» Description of the task: Please return only the lines from the one holding "Target: building window" through the one holding "Identify the position of each instance of the fallen", exactly as they appear in the records below, both ends included.

» Information provided:
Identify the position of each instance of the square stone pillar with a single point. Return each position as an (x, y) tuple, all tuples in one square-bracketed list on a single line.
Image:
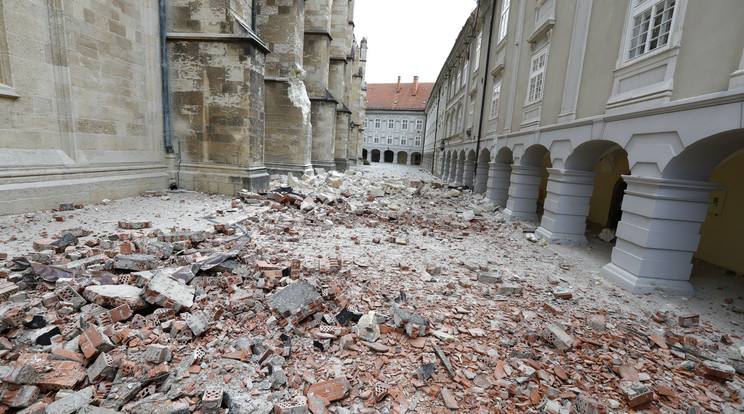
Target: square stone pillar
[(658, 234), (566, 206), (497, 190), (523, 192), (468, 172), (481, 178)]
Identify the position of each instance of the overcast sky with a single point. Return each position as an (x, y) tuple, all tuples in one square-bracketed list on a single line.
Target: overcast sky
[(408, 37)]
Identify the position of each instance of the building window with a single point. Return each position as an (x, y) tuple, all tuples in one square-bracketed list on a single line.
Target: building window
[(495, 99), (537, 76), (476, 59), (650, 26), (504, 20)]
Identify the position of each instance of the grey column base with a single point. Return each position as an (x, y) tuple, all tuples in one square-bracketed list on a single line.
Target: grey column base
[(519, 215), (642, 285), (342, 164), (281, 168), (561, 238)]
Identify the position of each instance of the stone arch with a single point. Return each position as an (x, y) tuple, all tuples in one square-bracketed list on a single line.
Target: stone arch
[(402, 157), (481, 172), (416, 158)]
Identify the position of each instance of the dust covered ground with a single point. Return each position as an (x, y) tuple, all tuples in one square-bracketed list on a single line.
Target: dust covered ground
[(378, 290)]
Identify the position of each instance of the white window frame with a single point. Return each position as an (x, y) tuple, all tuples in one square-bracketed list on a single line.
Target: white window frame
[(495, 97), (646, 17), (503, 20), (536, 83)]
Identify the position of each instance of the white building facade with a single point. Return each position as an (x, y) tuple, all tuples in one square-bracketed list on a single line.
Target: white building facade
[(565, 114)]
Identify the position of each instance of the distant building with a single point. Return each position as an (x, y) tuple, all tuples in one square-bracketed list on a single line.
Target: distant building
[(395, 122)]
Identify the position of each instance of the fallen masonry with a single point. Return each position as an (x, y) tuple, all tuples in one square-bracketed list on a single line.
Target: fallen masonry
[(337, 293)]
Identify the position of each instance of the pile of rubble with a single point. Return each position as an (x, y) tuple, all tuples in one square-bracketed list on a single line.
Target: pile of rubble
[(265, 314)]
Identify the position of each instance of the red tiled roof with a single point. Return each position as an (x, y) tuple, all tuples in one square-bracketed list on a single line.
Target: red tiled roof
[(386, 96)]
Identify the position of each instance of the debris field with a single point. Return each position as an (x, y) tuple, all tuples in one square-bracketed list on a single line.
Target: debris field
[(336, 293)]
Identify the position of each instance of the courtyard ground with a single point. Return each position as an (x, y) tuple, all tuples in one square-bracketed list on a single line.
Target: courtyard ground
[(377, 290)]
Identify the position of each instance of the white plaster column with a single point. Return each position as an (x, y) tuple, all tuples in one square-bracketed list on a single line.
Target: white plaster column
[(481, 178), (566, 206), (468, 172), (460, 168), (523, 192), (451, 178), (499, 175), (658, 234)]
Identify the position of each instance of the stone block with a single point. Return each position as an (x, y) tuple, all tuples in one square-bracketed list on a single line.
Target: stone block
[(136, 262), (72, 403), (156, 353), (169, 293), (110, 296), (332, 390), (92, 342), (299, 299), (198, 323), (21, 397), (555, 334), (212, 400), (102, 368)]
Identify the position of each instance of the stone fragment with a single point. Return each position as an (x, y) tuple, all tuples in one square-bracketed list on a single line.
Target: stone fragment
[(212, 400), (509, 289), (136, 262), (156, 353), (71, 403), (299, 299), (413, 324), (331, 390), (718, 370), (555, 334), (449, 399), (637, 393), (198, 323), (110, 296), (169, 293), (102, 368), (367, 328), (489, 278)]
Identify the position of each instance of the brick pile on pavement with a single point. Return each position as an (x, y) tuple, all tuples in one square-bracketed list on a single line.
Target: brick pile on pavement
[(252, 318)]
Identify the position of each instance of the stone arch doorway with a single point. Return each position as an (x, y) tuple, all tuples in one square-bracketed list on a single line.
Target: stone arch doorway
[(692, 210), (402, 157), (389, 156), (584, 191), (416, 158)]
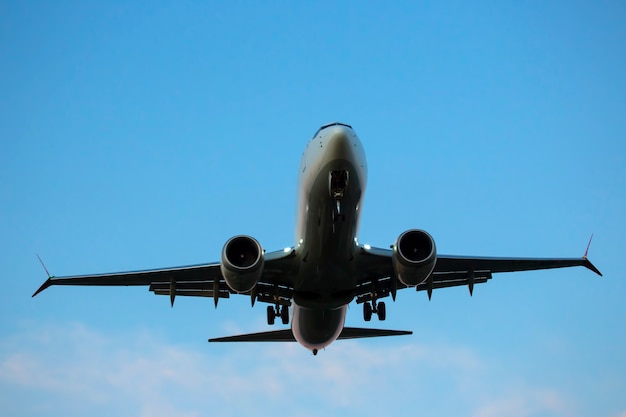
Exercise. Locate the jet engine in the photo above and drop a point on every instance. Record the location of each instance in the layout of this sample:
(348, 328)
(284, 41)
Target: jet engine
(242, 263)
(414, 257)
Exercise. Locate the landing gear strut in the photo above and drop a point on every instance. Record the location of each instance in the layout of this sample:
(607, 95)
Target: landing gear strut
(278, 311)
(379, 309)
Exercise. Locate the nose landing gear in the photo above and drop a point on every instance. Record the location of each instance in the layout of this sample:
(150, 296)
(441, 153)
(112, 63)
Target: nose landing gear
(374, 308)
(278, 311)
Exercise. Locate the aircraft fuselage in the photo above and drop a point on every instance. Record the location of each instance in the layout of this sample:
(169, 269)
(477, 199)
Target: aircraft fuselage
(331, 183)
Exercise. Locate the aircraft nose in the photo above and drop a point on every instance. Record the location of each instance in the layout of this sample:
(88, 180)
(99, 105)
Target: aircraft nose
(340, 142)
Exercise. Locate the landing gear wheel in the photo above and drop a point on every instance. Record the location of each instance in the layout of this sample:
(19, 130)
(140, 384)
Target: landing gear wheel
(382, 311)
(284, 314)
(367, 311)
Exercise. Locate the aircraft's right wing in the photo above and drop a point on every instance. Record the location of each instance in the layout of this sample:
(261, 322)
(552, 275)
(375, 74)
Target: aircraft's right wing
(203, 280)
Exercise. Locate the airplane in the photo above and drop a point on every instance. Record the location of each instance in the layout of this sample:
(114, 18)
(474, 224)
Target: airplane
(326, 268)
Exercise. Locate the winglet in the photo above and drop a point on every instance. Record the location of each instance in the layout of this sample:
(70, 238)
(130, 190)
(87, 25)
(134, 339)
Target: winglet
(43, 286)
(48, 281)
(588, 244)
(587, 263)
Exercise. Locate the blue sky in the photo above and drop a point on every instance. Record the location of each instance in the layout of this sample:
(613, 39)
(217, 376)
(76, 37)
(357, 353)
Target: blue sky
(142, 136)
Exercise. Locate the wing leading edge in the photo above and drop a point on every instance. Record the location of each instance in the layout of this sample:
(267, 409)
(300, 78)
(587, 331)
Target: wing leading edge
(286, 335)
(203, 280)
==
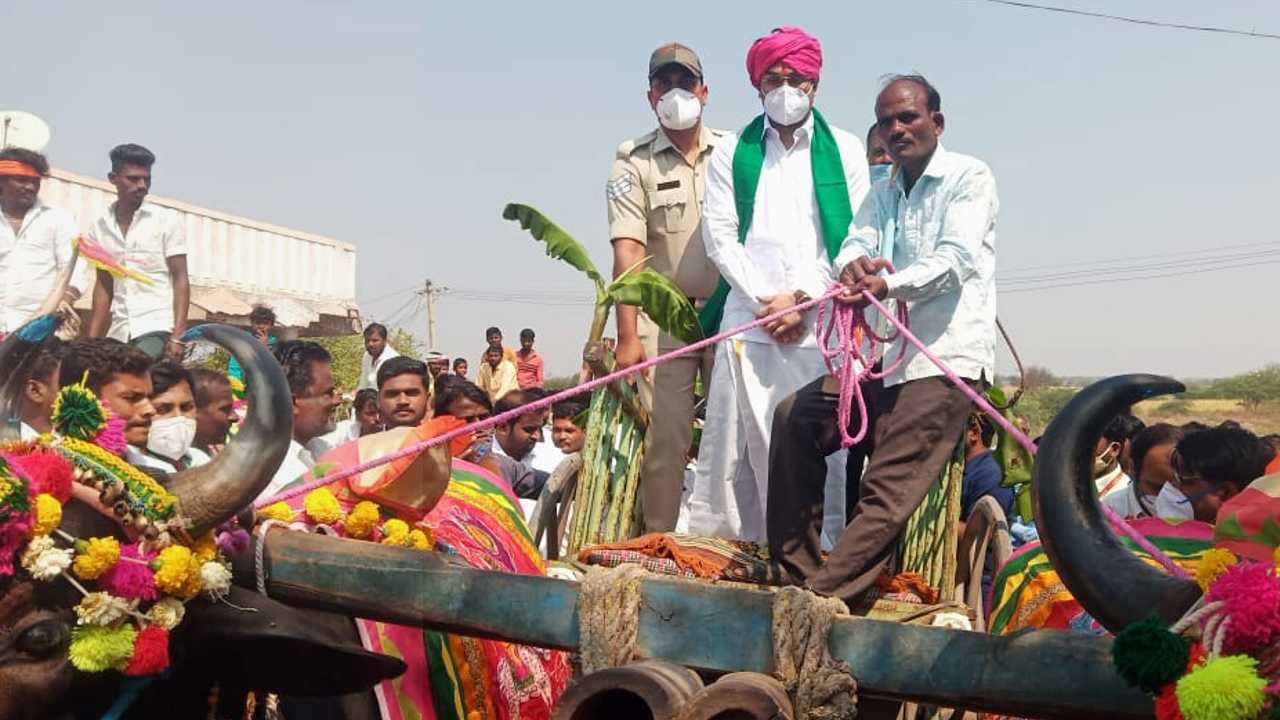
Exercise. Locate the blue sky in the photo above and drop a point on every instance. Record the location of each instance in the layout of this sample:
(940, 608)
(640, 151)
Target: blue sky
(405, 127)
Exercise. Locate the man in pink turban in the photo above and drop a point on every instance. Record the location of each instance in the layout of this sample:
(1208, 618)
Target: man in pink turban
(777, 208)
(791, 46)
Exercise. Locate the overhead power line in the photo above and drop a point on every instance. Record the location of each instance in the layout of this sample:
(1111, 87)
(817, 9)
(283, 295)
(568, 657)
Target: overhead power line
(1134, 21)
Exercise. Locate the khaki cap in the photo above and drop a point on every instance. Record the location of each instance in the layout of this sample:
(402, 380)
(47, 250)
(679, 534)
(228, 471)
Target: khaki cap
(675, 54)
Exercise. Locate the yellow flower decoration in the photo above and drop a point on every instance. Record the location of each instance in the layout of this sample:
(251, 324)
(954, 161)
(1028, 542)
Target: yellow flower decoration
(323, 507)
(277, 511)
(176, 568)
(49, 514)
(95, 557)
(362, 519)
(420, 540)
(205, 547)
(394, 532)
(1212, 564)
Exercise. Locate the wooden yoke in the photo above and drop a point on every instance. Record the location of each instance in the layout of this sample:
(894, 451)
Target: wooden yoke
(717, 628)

» Exercise output:
Target: building window
[(495, 99), (537, 76), (476, 59), (650, 26), (504, 20)]
Identify the position of each instance of the grey column base with a single point. Return each position as an (x, y) tuple, all tuples in one square-bracketed list on a single line.
Target: grey column base
[(519, 215), (642, 285), (342, 164), (281, 168), (561, 238)]
Identify the position of each instance of the stone arch with a single point. Return each position as an (x, y) tuple, all tuples in one square-bracketed list on a single line.
Target: stone arch
[(402, 157), (481, 172), (416, 158)]
Identify the position of each instance of the dust covered ground with a single point. Return each position as an (x, y) tuple, all tuples in one square-bracketed list on a single line.
Target: dust covered ground
[(378, 290)]
Identify the position of each instance of the white window frame with a single point. Return each position as an (x, y) tuple, all tuples in one square-bracketed list on a single line.
Target: white window frame
[(495, 97), (646, 17), (503, 20), (536, 83)]
Identify the position of each instance of the white building facade with a single point. Return each position as an (x, y) tuple, all tuples in one square-bracketed list on a single line.
Target: white building facade
[(565, 114)]
Identify the position of each instance of the distant building with a single point. Return each position as an (x, y) tuple, all tuples in one square-bracketed list on a single line.
Target: distant building
[(395, 122)]
Identify the position of each instance of the fallen masonry with a single point. Return each position as an (x, y) tuple, all tuples in one square-bracketed list on a single line.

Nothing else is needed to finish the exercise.